Your assignment: Print nothing except the lines of the listing below from the line with "box: [944, 694, 979, 751]" to the line with "707L946 763H957L975 742L974", each exactly as written, both ends included.

─── Data provided

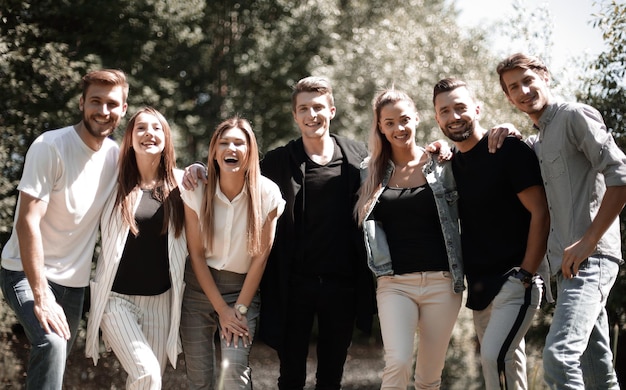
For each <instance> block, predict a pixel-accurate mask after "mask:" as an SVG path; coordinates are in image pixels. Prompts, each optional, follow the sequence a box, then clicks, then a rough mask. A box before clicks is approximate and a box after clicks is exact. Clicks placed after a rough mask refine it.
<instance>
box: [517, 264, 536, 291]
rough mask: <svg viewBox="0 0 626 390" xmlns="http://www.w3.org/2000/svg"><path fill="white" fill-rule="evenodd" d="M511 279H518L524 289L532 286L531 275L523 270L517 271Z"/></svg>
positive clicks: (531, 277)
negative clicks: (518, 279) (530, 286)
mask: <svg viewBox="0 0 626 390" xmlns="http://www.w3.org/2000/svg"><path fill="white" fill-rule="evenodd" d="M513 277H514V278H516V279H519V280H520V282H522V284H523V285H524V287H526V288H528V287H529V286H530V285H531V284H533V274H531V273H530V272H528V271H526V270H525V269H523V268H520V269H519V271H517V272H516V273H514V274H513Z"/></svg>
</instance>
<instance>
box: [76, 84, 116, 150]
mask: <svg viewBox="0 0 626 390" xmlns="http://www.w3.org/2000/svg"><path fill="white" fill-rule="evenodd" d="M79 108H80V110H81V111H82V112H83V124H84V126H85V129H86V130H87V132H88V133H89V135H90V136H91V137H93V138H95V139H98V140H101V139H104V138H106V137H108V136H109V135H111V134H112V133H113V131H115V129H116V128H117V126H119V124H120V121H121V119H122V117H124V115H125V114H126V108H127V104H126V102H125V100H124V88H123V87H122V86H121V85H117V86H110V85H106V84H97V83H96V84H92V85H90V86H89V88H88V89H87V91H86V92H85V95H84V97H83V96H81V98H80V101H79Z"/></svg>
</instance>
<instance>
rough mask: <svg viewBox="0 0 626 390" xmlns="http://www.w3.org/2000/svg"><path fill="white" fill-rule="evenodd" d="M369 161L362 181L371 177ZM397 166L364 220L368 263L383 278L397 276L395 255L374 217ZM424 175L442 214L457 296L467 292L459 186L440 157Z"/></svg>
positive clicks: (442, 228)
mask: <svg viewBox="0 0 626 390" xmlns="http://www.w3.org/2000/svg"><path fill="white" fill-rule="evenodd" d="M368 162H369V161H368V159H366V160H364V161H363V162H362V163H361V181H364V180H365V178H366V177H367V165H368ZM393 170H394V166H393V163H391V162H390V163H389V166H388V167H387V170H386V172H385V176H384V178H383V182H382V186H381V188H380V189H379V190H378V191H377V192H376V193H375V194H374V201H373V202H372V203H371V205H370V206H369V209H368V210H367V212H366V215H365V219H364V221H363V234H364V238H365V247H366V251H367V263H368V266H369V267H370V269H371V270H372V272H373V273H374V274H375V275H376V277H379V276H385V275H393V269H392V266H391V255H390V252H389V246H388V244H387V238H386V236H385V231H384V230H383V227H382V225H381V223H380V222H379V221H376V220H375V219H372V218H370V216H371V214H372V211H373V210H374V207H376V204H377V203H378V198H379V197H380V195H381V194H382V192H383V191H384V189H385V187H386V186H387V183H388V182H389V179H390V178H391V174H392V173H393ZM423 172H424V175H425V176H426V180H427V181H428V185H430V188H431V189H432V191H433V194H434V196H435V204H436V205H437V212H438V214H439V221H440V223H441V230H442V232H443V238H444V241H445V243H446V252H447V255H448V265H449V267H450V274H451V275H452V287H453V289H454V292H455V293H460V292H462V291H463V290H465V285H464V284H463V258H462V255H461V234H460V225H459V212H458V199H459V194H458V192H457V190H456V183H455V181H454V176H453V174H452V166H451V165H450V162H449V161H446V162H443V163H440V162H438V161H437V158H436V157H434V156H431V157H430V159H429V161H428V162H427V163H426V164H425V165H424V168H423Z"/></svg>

──────
─── Data provided

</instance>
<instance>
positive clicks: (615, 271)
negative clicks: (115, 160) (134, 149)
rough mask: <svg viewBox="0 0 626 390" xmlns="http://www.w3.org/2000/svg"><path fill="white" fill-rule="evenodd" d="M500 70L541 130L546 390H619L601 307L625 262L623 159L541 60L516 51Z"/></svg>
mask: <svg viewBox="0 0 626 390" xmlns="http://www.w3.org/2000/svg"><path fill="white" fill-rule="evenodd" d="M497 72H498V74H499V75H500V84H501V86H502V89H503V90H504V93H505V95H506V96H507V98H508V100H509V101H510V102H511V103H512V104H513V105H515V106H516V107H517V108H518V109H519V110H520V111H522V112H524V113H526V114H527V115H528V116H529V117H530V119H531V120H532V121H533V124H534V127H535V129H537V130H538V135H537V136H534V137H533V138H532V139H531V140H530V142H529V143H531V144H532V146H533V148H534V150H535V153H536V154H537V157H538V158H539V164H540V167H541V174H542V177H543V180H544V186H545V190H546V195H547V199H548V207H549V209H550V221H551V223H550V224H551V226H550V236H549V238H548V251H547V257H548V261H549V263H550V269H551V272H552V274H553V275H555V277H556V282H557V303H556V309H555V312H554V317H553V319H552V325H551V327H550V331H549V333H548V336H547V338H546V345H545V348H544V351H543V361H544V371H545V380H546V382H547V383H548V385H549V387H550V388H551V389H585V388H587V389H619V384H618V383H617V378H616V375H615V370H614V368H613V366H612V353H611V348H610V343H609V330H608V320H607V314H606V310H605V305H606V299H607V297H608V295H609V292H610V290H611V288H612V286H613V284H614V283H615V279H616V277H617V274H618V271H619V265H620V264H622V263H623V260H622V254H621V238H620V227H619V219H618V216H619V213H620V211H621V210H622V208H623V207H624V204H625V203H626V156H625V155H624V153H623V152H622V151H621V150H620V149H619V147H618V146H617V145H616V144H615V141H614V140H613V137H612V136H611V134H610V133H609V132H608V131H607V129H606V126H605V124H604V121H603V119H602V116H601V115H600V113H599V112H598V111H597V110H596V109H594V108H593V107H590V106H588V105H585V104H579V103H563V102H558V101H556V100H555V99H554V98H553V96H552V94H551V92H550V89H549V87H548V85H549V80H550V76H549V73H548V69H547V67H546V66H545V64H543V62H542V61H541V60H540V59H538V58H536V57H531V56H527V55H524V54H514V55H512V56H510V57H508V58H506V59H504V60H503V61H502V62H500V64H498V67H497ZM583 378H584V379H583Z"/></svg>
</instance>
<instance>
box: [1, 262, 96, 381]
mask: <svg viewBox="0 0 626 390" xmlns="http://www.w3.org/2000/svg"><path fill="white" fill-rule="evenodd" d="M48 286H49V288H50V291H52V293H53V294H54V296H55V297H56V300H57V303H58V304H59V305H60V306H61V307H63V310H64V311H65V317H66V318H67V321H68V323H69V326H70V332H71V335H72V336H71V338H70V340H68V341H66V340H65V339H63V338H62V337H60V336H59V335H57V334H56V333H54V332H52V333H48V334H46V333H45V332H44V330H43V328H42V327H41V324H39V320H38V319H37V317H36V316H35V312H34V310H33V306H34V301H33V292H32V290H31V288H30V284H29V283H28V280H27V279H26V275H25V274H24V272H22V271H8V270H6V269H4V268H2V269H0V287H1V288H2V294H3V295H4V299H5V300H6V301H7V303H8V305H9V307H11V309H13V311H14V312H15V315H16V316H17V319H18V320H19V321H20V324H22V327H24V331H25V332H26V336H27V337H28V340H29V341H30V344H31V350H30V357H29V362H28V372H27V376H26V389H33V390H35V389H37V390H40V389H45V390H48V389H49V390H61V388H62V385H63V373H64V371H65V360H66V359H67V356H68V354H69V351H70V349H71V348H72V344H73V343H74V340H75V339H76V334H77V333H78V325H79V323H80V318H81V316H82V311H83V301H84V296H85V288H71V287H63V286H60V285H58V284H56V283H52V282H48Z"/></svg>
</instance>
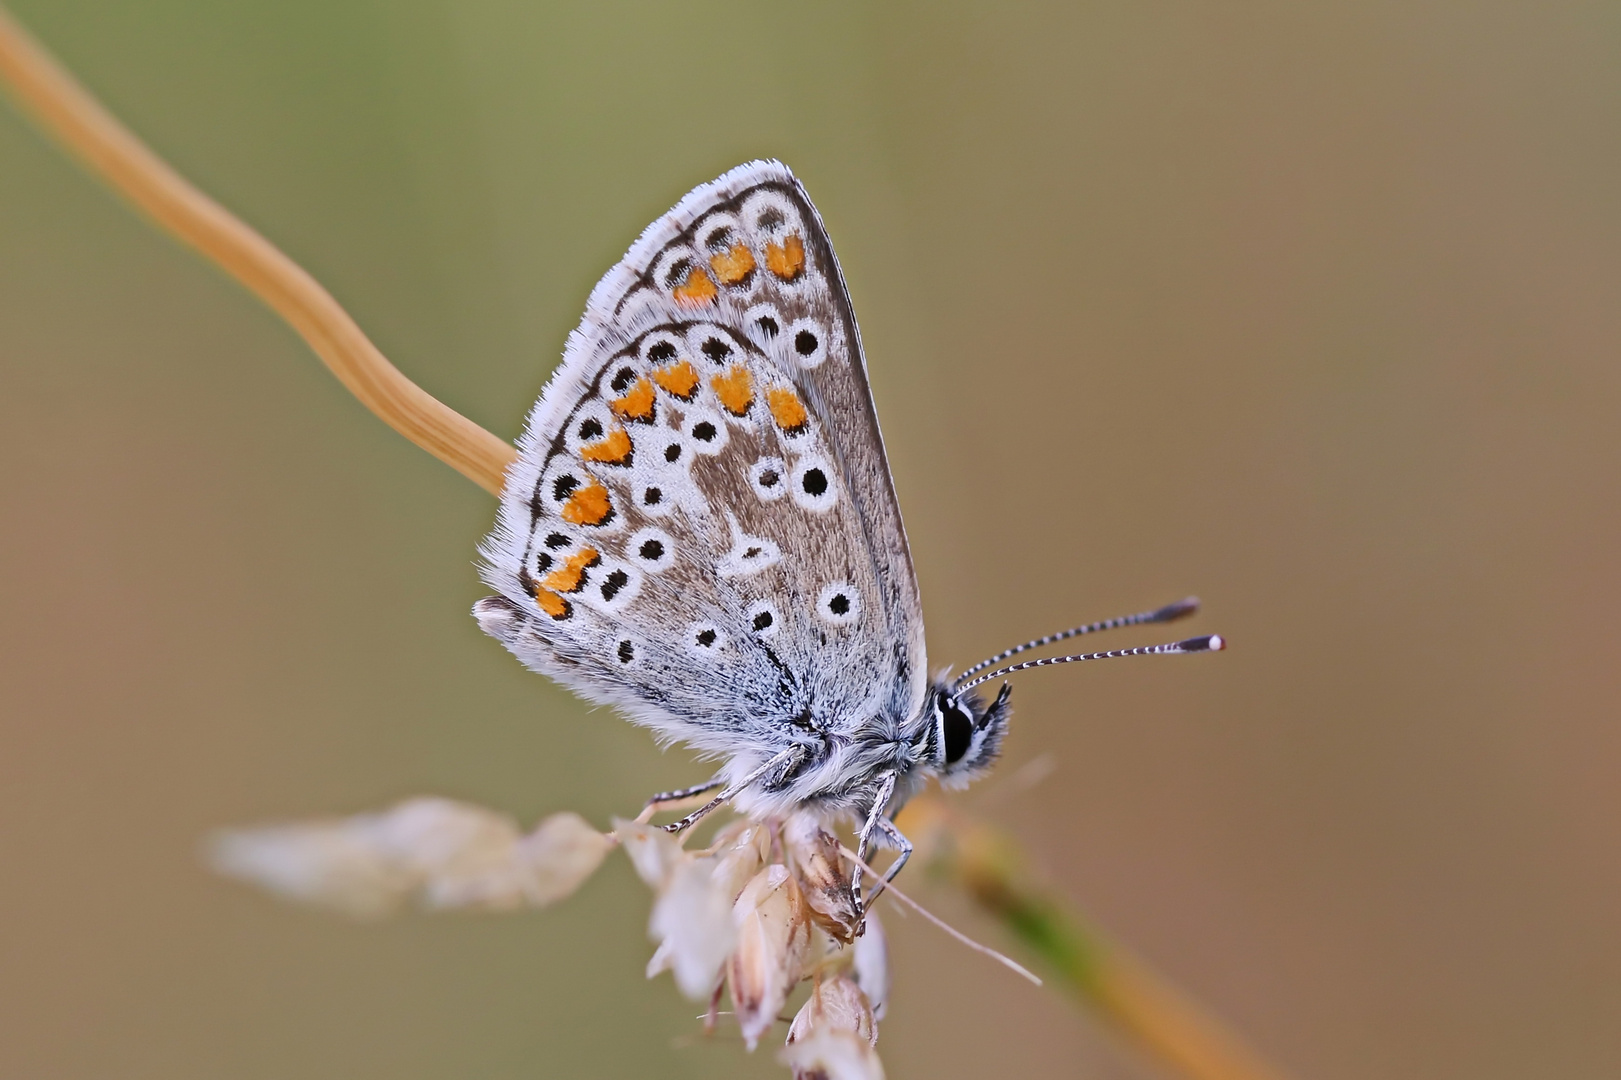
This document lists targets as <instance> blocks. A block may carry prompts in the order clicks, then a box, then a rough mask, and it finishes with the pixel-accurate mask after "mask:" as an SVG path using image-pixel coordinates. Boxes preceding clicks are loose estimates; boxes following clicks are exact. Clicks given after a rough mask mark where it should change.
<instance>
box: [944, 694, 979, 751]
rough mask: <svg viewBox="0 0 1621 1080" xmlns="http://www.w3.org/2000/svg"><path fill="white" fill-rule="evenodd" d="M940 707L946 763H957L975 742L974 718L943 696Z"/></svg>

──────

Response to the exercise:
box: [944, 694, 979, 751]
rough mask: <svg viewBox="0 0 1621 1080" xmlns="http://www.w3.org/2000/svg"><path fill="white" fill-rule="evenodd" d="M940 707L946 763H957L975 742L974 718L943 696Z"/></svg>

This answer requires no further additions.